[Opening Records for this task section]

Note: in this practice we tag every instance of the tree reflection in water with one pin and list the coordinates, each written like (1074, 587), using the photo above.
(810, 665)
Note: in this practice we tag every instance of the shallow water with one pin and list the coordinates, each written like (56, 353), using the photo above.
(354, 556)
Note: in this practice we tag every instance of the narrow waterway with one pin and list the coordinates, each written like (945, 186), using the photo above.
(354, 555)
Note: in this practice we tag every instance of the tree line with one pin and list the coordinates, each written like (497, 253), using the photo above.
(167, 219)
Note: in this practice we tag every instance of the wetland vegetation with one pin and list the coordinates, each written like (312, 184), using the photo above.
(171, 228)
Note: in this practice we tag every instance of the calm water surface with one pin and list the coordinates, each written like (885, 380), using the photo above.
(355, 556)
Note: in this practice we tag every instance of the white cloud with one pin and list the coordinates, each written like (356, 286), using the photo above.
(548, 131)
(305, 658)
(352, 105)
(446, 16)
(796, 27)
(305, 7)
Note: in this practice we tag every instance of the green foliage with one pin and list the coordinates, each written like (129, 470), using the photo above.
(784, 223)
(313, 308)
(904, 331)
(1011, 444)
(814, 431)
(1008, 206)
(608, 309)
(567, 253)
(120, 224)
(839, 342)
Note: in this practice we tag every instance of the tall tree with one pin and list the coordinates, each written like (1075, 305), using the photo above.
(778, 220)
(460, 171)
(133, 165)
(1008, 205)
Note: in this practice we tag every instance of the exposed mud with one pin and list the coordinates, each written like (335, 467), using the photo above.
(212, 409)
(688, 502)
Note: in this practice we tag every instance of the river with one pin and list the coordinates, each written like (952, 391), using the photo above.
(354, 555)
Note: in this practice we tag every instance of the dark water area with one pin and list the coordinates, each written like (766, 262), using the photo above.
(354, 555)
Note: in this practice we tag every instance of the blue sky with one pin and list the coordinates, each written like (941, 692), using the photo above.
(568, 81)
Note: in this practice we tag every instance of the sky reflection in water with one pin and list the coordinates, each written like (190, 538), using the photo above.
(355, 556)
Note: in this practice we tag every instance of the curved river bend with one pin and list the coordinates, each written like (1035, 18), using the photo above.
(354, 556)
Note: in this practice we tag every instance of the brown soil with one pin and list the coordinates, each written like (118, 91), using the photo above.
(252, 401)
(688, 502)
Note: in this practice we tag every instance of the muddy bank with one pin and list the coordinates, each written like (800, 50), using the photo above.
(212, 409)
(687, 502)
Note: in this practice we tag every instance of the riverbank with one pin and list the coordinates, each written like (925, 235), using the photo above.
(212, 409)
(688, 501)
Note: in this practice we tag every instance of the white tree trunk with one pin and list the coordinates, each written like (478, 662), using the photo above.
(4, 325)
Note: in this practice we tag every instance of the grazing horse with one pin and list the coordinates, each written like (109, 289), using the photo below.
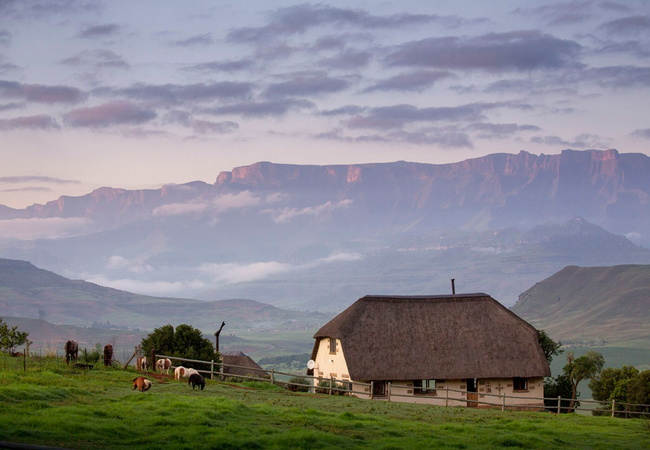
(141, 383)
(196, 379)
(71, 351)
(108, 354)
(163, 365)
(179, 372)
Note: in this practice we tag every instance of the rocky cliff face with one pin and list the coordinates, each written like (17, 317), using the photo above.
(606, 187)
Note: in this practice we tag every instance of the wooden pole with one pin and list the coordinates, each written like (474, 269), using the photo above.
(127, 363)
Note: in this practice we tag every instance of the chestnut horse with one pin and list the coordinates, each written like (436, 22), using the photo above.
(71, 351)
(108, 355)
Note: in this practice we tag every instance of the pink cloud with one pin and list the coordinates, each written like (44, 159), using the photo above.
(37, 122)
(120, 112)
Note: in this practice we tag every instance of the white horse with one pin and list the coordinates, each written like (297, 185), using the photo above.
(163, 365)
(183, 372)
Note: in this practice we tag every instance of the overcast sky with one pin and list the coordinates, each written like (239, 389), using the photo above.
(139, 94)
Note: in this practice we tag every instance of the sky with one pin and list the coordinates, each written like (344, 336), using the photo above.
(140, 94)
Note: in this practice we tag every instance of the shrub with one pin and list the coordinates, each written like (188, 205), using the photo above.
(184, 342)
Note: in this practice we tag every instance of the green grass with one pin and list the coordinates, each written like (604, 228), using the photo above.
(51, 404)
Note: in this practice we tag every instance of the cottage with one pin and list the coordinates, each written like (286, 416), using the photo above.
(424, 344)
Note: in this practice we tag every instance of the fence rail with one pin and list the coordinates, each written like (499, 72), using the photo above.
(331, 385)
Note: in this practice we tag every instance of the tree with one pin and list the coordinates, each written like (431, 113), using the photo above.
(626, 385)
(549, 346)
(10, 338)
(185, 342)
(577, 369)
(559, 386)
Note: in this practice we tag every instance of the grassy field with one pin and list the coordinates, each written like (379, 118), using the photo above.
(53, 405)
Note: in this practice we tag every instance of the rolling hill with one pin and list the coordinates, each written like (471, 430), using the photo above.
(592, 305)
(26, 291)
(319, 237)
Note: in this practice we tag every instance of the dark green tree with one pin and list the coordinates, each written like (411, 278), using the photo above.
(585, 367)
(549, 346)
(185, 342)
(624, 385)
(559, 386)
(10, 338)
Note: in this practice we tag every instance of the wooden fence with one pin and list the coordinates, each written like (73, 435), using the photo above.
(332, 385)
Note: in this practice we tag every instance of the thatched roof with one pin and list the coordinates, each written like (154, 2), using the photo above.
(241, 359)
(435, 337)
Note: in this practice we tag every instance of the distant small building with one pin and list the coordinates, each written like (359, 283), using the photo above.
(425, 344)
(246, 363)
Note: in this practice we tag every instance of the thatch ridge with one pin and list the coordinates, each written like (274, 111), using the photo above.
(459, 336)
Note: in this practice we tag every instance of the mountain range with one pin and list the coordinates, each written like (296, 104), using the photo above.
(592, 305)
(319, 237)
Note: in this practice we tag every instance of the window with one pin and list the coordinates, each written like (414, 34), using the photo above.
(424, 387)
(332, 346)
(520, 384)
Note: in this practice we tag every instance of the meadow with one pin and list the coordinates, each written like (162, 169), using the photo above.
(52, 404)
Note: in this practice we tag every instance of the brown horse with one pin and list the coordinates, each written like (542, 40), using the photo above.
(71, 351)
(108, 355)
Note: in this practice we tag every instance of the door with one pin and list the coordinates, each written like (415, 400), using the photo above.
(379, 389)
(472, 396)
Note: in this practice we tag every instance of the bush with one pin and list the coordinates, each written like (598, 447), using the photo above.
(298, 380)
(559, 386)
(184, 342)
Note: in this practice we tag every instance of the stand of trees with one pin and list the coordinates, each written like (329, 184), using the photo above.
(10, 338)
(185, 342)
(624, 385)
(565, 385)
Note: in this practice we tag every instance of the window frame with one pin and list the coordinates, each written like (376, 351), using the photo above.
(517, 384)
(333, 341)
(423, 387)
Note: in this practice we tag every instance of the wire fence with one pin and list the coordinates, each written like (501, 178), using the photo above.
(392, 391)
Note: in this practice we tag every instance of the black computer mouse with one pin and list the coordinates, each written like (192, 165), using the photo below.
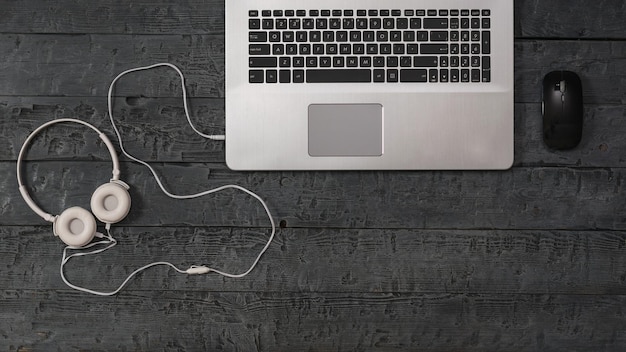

[Closing Records for this task section]
[Opening Records for this task section]

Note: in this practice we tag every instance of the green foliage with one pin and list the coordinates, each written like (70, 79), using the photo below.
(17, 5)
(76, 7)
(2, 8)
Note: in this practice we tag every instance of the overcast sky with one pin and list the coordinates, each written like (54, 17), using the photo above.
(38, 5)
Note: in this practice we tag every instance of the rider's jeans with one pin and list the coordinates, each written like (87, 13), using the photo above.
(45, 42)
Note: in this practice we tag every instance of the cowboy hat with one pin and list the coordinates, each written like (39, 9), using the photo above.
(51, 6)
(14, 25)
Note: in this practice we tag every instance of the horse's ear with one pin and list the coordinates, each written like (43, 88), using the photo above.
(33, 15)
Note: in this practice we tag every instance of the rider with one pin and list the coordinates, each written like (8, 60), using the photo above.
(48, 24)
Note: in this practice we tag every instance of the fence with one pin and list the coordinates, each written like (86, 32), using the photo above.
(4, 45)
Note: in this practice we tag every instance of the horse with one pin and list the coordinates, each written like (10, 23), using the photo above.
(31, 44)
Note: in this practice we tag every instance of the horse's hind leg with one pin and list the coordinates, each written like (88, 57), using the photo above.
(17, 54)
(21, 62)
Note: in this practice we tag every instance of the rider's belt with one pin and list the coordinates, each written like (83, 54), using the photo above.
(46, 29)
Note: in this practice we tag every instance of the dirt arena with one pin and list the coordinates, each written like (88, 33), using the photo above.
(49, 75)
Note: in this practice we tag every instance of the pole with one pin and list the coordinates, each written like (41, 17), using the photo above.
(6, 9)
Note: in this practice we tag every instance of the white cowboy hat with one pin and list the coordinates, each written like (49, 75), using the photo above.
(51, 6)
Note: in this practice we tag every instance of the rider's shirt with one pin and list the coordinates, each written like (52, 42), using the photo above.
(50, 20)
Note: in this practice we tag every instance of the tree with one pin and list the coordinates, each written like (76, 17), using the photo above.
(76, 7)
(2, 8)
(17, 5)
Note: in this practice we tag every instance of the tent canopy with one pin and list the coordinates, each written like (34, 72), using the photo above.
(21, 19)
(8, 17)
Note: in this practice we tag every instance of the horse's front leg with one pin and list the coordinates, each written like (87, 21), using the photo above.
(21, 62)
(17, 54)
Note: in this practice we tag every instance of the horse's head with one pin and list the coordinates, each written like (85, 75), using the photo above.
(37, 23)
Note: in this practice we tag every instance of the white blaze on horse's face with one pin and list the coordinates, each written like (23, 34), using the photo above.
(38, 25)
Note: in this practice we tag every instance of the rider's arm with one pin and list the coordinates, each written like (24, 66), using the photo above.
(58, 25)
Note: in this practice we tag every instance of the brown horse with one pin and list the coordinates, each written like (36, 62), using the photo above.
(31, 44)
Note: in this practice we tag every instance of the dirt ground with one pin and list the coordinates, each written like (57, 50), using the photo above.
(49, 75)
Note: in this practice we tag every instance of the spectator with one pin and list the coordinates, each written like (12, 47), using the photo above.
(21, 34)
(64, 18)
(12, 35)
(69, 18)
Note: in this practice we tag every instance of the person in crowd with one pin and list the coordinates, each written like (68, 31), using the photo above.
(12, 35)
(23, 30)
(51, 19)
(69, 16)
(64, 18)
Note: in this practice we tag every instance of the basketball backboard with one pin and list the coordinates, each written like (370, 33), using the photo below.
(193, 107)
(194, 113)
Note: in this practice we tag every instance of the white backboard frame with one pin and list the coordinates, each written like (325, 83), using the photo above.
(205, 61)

[Closing Records for this task section]
[Opening Records for this task section]

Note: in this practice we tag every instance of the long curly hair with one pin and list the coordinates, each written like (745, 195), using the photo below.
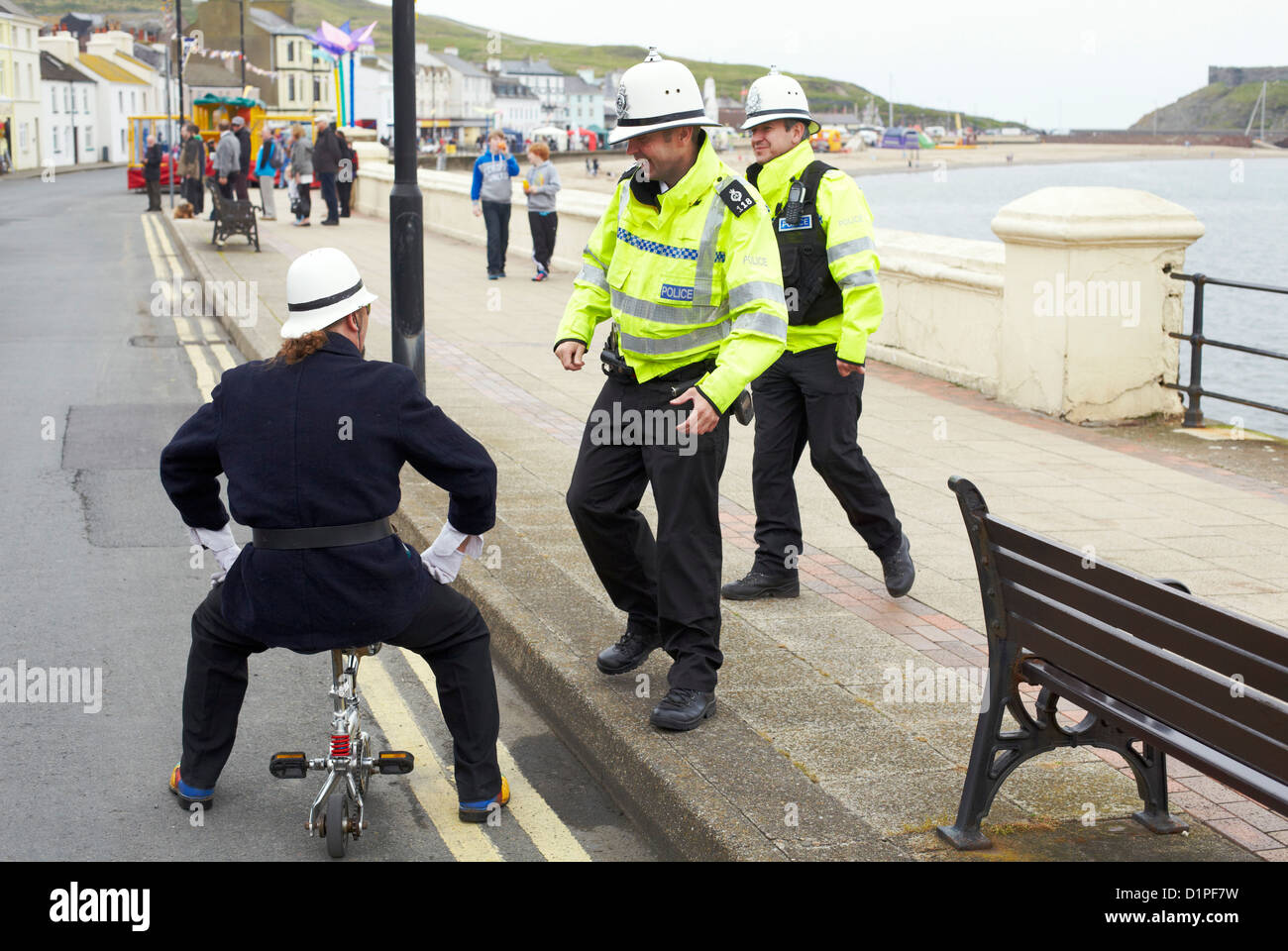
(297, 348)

[Closing Records for this task section]

Problem to work on - Copy only this part of the entries above: the line with "Note: in this practice we tag every instance of the bush", the line with "Note: in this practice we tag every instance of the black", and the lines between, all exactly as written.

Task response -
Note: in this practice we tag every instance of the bush with one pin and list the coordinates, each written like (598, 447), using the photo above.
(298, 380)
(559, 386)
(184, 342)
Note: in this practice we tag every instance of the stand of trees with one pin and list the coordinates, each written like (329, 184), using the photo above.
(10, 338)
(185, 342)
(624, 385)
(565, 385)
Note: in this practice we tag every instance of the window frame with one pin and list the coordinates, each written like (376, 351), using the photo above.
(517, 384)
(333, 341)
(423, 387)
Note: in this practice we tag every instance of the wire fence with one pin and list the coordinates, each written like (501, 178), using the photo above.
(392, 391)
Note: in this practice we tag every instance of the black computer mouse with one pin and list the coordinates, each written like (192, 165), using the photo below.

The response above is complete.